**EXERCISE OBJECTIVE**
Render this sentence from the discussion of ODF spreadsheet formulas below in Spanish: "But formulas are not the only ODF interoperability challenge."

**QUOTED PASSAGE**
1. When saving the table:formula attribute, Excel 2007 precedes its formula syntax with the "msoxl" namespace.
2. When loading the attribute table:formula, Excel 2007 first looks at the namespace. If the namespace is “msoxl”, Excel 2007 will load the value of table:formula as a formula in Excel.
3. When loading the table:formula attribute, if the namespace is missing or unknown, the table:formula attribute is not loaded, and the value “office:value” is used instead. If the result of the formula is an error, Excel 2007 loads the <text:p> element and maps the element to an Error data type. Error data types that Excel 2007 does not support are mapped to #VALUE!
And, as both Rob’s tests and mine show, that is exactly what Excel does. It would be great if there were a place implementers could go to see these sorts of details for all major ODF implementations.
I’m glad to see this sort of public scrutiny of the details of ODF interoperability and how the underlying challenges are handled by various implementations. As you can see, spreadsheet interoperability is a complicated topic, and in the specific case of ODF spreadsheets, there is even more complexity created by the lack of a defined formula syntax in any published version of ODF.
The good news, when it comes to formulas, is that the Open Formula specification will address this area soon. My colleague Eric Patterson represents the Excel team in the Open Formula SC, and the very capable David Wheeler leads that group. Much good work has been done already, and we look forward to seeing the final Open Formula spec go out for public review and then approval by OASIS. The nearly 400 pages of formula syntax documentation in ISO/IEC 29500 (Part 1, section 18.17) enables reliable formula interoperability in the Open XML community, and soon the ODF community will have a similar level of formula interoperability.
But formulas are not the only ODF interoperability challenge. As members of the ODF TC and also the OIC (ODF Interoperability and Conformance) TC, both Rob and I – and many others – will need to work together to enable better interoperability in areas including tracked changes, mail merge, application settings, and others. Will ODF 1.2 be the most interoperable version of ODF yet? I hope so, and there are signs that it will be. But our work is not nearly done.
So as I understand it, when Microsoft add extensions to an existing standard, as OOO does with formulas on top of ODF, it is called "Embrace, extend and extinguish" and is the vilest evil to ever have been visted on the earth, but when it's not Microsoft, they are merely "conventions" which should be supported by all other vendors in an ecosystem.
See "The Strategy" section in: http://en.wikipedia.org/wiki/Embrace,_extend_and_extinguish
Squirm in the irony of this when applied to OpenOffice + ODF.
I know this is expressed in a rather emotive way, but purely to illustrate the point.
One could say that one man's evil extensions are another man's conventions.
Of course I read your words carefully, and my response reflected that. I said standards + cruft, not cruft without any standards.
As I said before, maybe this is a harsh implementation, but this is the post-EU-slapdown Microsoft, they have to be wary. They don't want to be accused of being complicit in EEE by proxy for OpenOffice ;-)
And again, you can still use the Sun plug-in. They are the originators of said extension!
Another thing - any response to my first question?

**MATERIAL**
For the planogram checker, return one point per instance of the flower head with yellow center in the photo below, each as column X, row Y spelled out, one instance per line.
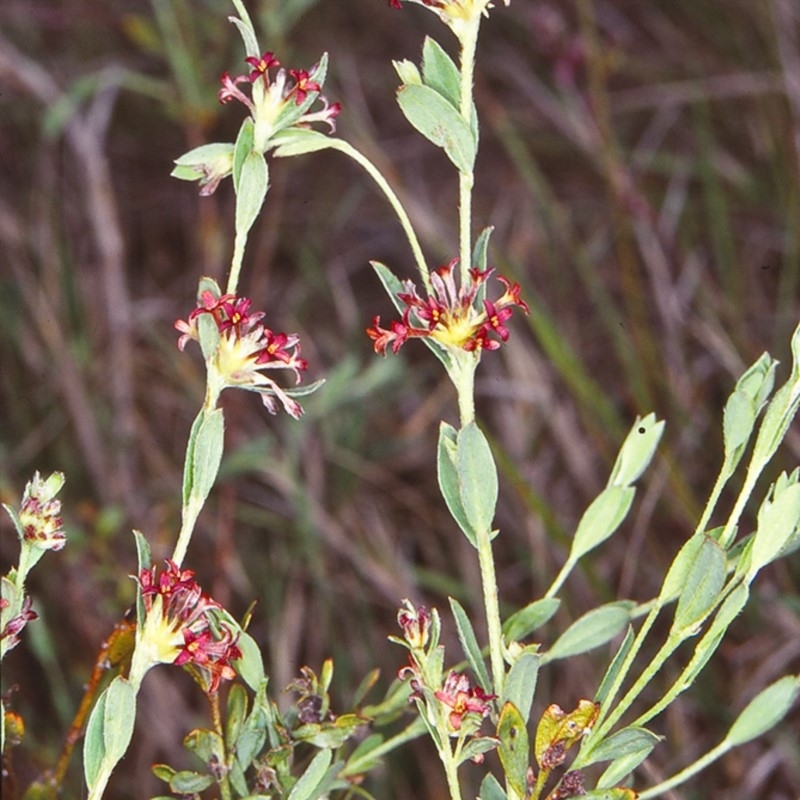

**RESPONSE BELOW**
Pero las fórmulas no son el único desafío de interoperabilidad de ODF.